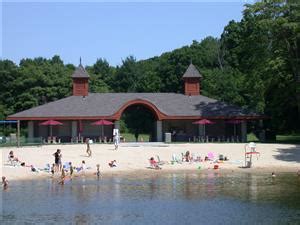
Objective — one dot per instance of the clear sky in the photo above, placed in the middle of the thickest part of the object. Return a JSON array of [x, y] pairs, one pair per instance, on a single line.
[[113, 31]]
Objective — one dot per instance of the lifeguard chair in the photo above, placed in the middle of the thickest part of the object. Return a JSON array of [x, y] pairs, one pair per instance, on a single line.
[[250, 151]]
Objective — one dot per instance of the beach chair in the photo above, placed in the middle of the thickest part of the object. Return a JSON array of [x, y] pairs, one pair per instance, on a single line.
[[159, 162], [176, 159], [11, 162]]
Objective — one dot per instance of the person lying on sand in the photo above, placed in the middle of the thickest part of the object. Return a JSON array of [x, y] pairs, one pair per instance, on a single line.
[[12, 157]]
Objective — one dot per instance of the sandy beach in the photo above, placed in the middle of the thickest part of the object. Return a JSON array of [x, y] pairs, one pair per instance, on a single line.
[[134, 158]]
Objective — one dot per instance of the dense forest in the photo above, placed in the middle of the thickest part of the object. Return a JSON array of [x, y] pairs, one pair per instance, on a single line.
[[254, 64]]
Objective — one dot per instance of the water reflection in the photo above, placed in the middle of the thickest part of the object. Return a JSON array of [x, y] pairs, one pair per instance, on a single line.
[[132, 200]]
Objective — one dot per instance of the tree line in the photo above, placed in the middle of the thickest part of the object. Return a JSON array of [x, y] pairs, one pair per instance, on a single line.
[[254, 64]]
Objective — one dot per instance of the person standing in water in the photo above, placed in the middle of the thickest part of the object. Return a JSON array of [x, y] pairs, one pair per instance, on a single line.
[[63, 176], [71, 170], [98, 170], [4, 183], [57, 155]]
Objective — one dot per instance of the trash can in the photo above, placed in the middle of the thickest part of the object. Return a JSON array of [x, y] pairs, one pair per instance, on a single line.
[[168, 138]]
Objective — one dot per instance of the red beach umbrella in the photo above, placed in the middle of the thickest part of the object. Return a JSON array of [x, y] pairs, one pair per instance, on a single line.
[[50, 123], [204, 122], [102, 123]]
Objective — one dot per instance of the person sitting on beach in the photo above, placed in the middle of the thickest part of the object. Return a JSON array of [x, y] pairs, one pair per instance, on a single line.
[[113, 163], [12, 157], [4, 183], [153, 163]]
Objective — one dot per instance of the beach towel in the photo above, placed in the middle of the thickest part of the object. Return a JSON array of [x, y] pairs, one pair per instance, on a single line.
[[211, 156]]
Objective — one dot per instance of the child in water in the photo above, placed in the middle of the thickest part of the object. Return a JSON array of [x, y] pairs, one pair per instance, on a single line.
[[52, 169], [98, 170], [71, 169], [113, 163], [4, 183], [63, 176]]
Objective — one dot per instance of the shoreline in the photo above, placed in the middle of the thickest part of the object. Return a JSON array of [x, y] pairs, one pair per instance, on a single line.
[[278, 158], [151, 172]]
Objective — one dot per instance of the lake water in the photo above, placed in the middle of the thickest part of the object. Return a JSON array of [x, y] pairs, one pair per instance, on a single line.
[[173, 198]]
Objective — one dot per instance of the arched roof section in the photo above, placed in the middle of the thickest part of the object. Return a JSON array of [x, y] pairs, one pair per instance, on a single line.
[[156, 112]]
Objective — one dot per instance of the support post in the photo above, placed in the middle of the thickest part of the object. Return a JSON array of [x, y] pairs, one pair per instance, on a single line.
[[18, 133], [159, 131], [117, 125], [244, 131], [30, 130], [74, 130]]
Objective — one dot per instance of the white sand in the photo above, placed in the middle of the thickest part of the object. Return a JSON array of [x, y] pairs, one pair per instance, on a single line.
[[273, 157]]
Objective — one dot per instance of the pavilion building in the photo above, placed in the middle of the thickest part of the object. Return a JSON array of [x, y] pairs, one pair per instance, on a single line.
[[172, 112]]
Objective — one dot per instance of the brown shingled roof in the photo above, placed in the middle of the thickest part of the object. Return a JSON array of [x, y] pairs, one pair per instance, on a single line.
[[191, 72], [80, 73], [106, 104]]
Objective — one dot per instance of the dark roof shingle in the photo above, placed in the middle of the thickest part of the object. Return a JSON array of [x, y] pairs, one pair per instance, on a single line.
[[191, 72], [106, 104], [80, 72]]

________

Przerób wiersze materiału na listę JSON z napisami, po jednym napisie na wiersz i bez pustych wierszy. Zacznij od wiersza z „Objective — one dot per instance of the dense” i idź dalej aż do wiersza z „[[132, 200]]”, łącznie z oboma.

### Rozwiązanie zadania
[
  "Objective — one dot per instance of the dense forest in the photo above, placed in the middle of the thickest part of the object. Return a JSON array of [x, y] pairs, one pair per instance, on a single line.",
  "[[254, 64]]",
  "Objective — one dot per instance of the water reflection in the photo above, placed in the middle of the thickest part of the object. Return a JSON array of [x, y] pairs, one pair per instance, on a single line.",
  "[[132, 200]]"
]